## Begin
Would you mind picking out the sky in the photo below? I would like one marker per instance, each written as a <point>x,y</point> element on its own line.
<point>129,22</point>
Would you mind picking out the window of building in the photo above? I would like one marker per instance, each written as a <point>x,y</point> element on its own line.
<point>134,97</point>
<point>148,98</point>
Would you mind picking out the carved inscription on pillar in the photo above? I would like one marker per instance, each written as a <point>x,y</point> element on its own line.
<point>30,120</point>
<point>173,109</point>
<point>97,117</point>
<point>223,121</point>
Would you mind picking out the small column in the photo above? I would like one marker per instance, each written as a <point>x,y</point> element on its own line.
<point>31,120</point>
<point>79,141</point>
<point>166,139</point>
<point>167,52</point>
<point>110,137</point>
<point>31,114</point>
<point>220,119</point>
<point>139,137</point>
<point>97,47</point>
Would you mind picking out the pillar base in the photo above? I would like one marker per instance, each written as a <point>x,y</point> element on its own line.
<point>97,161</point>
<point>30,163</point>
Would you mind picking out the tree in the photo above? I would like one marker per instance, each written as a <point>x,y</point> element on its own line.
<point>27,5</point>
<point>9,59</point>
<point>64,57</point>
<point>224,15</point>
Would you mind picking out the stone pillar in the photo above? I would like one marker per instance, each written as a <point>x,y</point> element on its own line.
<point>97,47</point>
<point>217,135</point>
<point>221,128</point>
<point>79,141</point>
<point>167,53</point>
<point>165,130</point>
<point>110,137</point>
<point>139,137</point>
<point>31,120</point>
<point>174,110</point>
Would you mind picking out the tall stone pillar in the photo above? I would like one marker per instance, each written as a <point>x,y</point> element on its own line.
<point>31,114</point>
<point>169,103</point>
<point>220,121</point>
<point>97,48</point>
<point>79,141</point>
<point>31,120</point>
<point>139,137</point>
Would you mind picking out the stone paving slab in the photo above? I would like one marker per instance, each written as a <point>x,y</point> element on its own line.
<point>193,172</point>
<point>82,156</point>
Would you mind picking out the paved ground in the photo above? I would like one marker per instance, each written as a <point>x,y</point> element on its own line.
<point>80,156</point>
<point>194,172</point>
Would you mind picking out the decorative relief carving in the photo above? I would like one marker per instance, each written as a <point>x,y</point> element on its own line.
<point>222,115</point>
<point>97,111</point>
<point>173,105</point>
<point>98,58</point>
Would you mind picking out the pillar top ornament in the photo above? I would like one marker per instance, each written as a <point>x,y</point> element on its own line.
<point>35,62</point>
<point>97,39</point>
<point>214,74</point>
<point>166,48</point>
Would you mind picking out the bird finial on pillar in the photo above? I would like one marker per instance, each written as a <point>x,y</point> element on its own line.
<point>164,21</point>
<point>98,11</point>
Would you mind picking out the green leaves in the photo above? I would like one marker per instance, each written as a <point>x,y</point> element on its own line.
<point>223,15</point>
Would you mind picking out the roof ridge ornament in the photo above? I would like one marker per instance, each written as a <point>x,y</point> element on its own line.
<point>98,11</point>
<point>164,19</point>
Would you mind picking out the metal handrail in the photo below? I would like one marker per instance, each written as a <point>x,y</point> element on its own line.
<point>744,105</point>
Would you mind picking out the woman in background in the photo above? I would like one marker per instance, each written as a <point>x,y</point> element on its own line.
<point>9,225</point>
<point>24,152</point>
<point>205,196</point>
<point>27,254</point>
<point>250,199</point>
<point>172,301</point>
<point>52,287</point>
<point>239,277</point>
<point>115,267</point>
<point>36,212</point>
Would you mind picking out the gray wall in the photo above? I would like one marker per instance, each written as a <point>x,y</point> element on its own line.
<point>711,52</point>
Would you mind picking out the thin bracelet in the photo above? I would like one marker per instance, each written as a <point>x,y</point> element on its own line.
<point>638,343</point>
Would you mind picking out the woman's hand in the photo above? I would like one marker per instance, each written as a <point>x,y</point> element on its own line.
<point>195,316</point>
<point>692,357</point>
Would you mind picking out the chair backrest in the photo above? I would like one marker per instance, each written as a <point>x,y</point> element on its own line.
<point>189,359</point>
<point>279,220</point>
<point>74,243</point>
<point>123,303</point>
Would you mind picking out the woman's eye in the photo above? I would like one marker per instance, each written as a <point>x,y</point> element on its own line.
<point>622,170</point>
## End
*Task*: Print the part of the data that opens with the line containing "Would you mind picking out the window" and closes with the line containing "<point>148,98</point>", including both of those lines, with no changes to any character.

*Answer to the task*:
Would you mind picking out the window of building in the photo above? I would like one marker per instance, each written as a <point>x,y</point> element on its own line.
<point>134,97</point>
<point>148,98</point>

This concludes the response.